RECORDS FOR THIS TASK:
<<<<

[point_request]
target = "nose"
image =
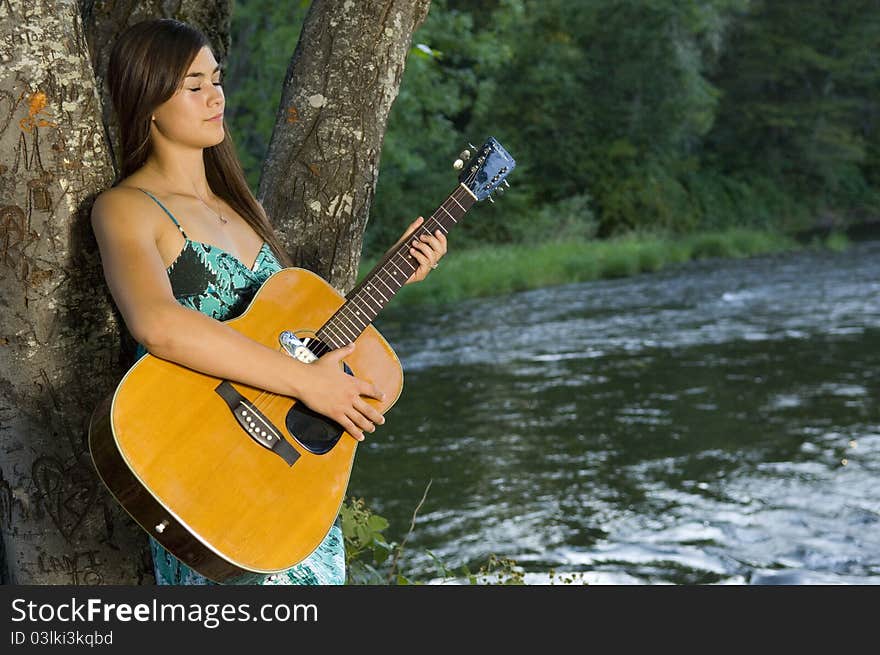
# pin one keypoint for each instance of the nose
(216, 98)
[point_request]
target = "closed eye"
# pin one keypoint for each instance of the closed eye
(217, 83)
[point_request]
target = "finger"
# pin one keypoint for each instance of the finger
(433, 242)
(351, 428)
(421, 257)
(361, 421)
(370, 412)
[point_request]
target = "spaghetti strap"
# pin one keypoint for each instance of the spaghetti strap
(170, 215)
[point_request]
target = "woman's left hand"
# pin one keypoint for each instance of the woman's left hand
(427, 250)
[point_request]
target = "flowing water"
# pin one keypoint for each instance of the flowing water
(713, 423)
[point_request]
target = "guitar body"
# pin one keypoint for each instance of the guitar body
(173, 452)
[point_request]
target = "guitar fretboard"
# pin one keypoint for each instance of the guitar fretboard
(379, 286)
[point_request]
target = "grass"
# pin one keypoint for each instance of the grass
(498, 270)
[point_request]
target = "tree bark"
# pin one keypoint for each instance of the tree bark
(62, 342)
(320, 172)
(59, 341)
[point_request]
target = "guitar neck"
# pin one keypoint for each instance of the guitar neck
(379, 286)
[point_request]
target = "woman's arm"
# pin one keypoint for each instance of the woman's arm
(139, 284)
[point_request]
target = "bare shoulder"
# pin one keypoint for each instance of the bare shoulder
(124, 209)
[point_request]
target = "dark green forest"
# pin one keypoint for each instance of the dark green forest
(648, 116)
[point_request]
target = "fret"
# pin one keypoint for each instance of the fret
(366, 300)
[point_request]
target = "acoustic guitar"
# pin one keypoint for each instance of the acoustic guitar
(232, 479)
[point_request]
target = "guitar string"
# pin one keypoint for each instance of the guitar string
(265, 400)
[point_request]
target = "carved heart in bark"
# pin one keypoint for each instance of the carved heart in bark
(66, 494)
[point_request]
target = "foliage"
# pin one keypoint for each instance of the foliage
(624, 115)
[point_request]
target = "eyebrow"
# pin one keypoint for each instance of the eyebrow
(202, 74)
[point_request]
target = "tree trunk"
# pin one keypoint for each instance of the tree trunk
(320, 172)
(59, 343)
(60, 333)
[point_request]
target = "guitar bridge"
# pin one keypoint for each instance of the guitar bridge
(255, 423)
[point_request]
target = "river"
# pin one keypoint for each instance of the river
(713, 423)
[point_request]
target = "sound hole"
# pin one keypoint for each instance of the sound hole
(317, 433)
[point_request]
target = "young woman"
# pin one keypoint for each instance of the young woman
(185, 245)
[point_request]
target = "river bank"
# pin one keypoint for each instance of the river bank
(497, 270)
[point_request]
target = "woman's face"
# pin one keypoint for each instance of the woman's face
(193, 116)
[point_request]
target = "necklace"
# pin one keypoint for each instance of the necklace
(217, 213)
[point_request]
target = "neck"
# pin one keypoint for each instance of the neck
(182, 171)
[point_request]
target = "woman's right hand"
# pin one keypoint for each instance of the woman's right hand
(331, 391)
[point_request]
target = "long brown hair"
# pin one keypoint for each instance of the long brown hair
(147, 64)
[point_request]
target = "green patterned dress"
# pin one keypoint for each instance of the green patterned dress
(216, 283)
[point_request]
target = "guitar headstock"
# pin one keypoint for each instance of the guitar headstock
(486, 169)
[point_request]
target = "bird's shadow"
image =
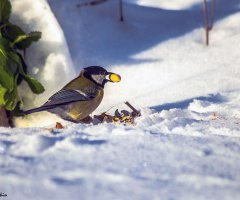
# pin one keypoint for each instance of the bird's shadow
(212, 98)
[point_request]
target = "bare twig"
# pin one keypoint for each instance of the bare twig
(207, 27)
(133, 109)
(121, 10)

>>>>

PROBLEM STATEMENT:
How many of the rows above contain the string "forest"? Case counts. Reply with the number only.

TASK SOLUTION:
2